• [Tarea 1]
Resume en dos oraciones el texto sobre 1868 y la libertad religiosa en España.
• [Tarea 2]
Según el texto sobre 1868 y la libertad religiosa en España, ¿qué período comenzó con el destronamiento de Isabel II?
• [Tarea 3]
Prosigue el texto sobre 1868 y la libertad religiosa en España a partir de donde se detiene.

© 2021 Josep Marc Laporta
1- Antecedentes himnológicos en España
2- Himnarios después de 1868
3- Poesía religiosa versus poesía doctrinal
1- ANTECEDENTES HIMOLÓGICOS EN ESPAÑA
1868 fue el año que determinó un gran espacio temporal en la historia de España y las libertades religiosas del país. Tras un largo pasado donde el catolicismo era la única y obligada religión del estado para todos sus ciudadanos, incluso persiguiendo penalmente cualquier otra creencia, en 1868 llegó la revolución llamada La Gloriosa o Revolución de Septiembre: una sublevación militar con elementos civiles que supuso el destronamiento y exilio de la reina Isabel II y el inicio del período denominado Sexenio Democrático (1868-1874). Este tiempo de libertad abrió las puertas a diversas misiones protestantes que desde hacía años estaban esperando la oportunidad de predicar libremente el Evangelio de salvación por todo el país, de manera que surgiría lo que se ha venido a llamar la Segunda Reforma protestante: un gran nombre para un tiempo con muchas esperanzas, pero también con incertidumbres.

• [Extracto de datos]
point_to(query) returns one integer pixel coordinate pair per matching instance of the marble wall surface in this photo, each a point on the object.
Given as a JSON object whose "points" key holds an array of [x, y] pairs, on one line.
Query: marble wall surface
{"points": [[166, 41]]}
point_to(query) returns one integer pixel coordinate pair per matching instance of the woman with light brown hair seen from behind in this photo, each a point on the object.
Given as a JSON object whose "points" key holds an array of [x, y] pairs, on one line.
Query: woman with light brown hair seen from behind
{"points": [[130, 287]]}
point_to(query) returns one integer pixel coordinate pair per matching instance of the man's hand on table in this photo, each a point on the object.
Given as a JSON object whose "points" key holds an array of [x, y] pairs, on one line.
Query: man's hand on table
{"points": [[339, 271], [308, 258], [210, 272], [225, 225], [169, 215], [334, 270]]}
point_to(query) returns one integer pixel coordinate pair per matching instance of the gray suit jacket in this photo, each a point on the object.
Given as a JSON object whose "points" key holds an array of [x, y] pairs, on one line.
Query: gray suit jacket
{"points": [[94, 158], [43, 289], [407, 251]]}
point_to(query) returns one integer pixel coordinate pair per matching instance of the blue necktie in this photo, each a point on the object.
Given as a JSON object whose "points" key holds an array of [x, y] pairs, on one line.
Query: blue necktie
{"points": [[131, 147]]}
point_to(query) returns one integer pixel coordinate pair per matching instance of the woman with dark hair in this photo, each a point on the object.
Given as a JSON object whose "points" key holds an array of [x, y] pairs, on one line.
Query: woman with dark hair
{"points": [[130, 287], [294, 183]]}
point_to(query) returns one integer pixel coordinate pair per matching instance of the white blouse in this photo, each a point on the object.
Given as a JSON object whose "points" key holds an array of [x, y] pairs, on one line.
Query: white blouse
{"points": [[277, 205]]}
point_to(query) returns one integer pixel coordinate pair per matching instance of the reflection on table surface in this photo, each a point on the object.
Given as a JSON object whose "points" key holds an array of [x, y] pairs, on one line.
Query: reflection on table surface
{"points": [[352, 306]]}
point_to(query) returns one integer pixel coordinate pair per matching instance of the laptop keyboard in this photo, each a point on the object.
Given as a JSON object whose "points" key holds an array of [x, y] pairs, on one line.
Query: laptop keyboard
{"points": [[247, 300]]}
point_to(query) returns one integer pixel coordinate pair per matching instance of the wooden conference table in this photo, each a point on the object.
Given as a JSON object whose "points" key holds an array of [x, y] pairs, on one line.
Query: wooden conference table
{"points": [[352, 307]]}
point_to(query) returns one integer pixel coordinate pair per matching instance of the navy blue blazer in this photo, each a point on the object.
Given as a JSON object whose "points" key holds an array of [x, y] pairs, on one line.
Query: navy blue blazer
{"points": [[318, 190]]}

• [Respuesta escrita 1]
En 1868, tras un largo pasado en que el catolicismo era la única religión obligada del Estado, la revolución llamada La Gloriosa o Revolución de Septiembre destronó y exilió a la reina Isabel II e inició el Sexenio Democrático (1868-1874). Ese tiempo de libertad abrió las puertas a misiones protestantes que esperaban predicar libremente el Evangelio por todo el país, lo que dio lugar a la llamada Segunda Reforma protestante.

• [Respuesta escrita 2]
El Sexenio Democrático (1868-1874).

• [Respuesta escrita 3]
Sin embargo y aunque con muchas dificultades, antes de la Revolución de
La Gloriosa, el Evangelio ya se había empezado a anunciar. De 1836 a 1840 George Henry
Borrow (1803-1881) recorrió
España con el propósito de realizar una distribución masiva de Biblias, Nuevos
Testamentos y literatura bíblica. Tras él, otros colportores llegarían con el
mismo propósito. Y un año antes de que llegara Borrow, en 1835 lo haría el
misionero y traductor William Harris Rule (1802-1890), introduciendo en el país el primer himnario en lengua
castellana: Himnos para uso de los Metodistas. Publicado en Cádiz y con una mayoría de composiciones metodistas,
también habían textos de Luís de León (1528-1591), Tomás José González Carvajal (1753-1834), de la denominada ‘Liturgia
Anglicana’ y otros anónimos. Su título original en 1835 fue Himnos
para uso de los metodistas, aunque también se le denominó
en una edición en Nueva York de 1848 Himnos para el
uso de las congregaciones españolas de la iglesia cristiana o Himnos para el uso de las congregaciones españolas
de la iglesia metodista en 1862, entre otras posibles.
Precisamente la primera edición de 1935 coincide con el año en que Rule llegó a Cádiz para empezar su obra
misionera, aunque tres años atrás había arribado a Gibraltar enviado por el
Comité de la Sociedad Wesleyana. La cercanía de la colonia británica con
algunas ciudades españolas, como Sevilla o la ciudad gaditana, fue uno de los
conductos por donde llegarían las primeras publicaciones. En aquel himnario,
William Harris Rule incluiría un texto propio que él mismo titularía ‘Intercesión.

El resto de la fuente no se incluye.